Pessoa de poucas palavras, vivia sozinho por motivos de viuvez e percebia-se que arrastava os dias sem interesse até que um dia, lá estava na porta do prédio, o papelinho com a Cruz preta a anunciar uma morte no prédio. Tinha sido a dele. Consumara-se o desejo, finalmente a morte chegara... e a pedido! Morrera de tristeza.

Tenho a idade dos"velhos" do meu tempo de juventude, sentados no banco do Largo da Chã da Eira a verem o tempo passar. Não liam, não conversavam, por vezes jogavam à sueca e o meu t´Zé Menaia, que tinha sido maqueiro na 1ª GGM e fora gazeado, "baralhava-se" muito e ia à procura do ás com a bisca. Quando a via partir, levada pelo mão do adversário, levantava o boné com o indicador e polegar, coçava a cabeça com os restantes dedos interrogando-se, mentalmente, como tinha aquilo sido possível...

- O t´Zé Menaia e os meus tempos de rapaz, na taberna do Zé Palmeiro, antes de lhe chamarmos Café...

- Há quantos anos!... Por vezes dou comigo a recordá-los parecendo-me terem sido já noutras vidas, tantos os anos que já lá vão... e hoje que já nada sei daquela gente: tão pouco se são vivos ou já mortos, pelo menos os da minha idade, os que ainda deviam vivos pelas minhas contas.
-- -- --
*Instruções*.
1. Segundo o texto de recordações, que função tinha desempenhado o t´Zé Menaia na 1ª GGM?
2. Prossiga o texto de recordações a partir da sua última frase.
As linhas não têm qualquer relação com o texto de recordações.

*Material fornecido*.
-- -- --
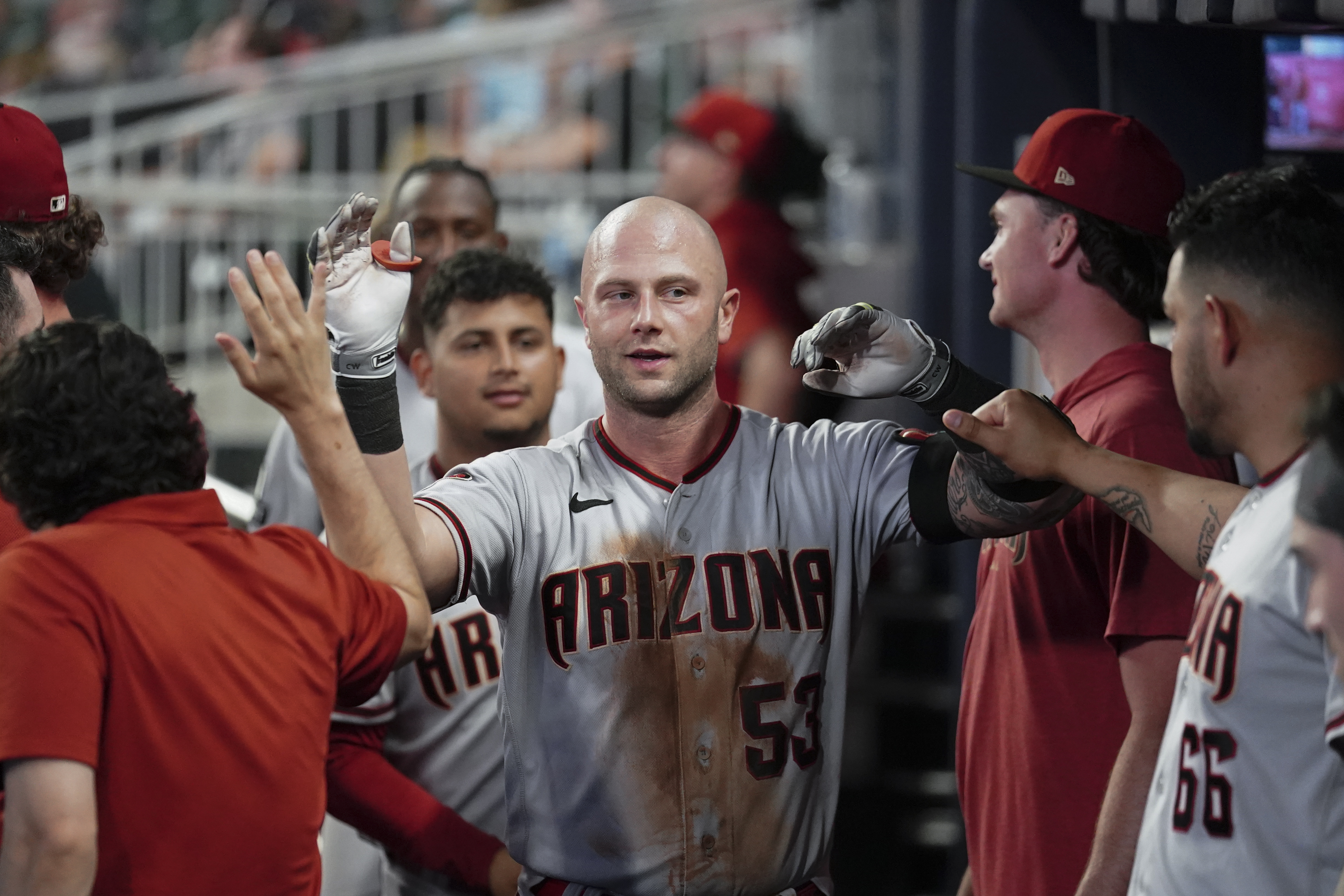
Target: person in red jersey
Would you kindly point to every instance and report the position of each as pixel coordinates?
-- -- --
*Respostas*.
1. Tinha sido maqueiro.

2.
Aquelas longas e quentes tardes do meu "querido mês de Agosto" que metiam passeios ao rio Tejo com as inevitáveis petiscadas.

- Oh Quim, toma conta do João, cuidado com o rio... - dizia-me a mãe -  e lá íamos e lá ia indo o João, corrente do rio abaixo direito ao canto do inferno onde a água fazia um remoinho e afundava.

Não chegou lá, por pouco... O Zé Burguete, bom nadador, da "escola" de Moçambique, chegou ao nosso encontro providencialmente mais tarde, mesmo a tempo ainda de correr ao longo da margem e trazer por um braço o amigo João que lá ia... direto ao canto do inferno.

- "É pá, estava a ver que nunca mais chegavas!..."  reclamou o João que entretanto ia ao fundo e vinha ao de cima com o braço no ar e eu dentro de água, com ela pela barriga e sem sequer saber nadar.

- Ah, João, João! -  Se a tua mãe tivesse vindo a saber do ocorrido nunca mais tinhas ido ao Tejo...

Ontem, fui a Lisboa almoçar com os meus colegas - o almoço mensal a que a minha "netita" chama de "velhotes", talvez porque já têm cabelos brancos.

É sempre bom revê-los, já um pouco tortos, como eu. mas nestas idades já não se pode ser muto exigente...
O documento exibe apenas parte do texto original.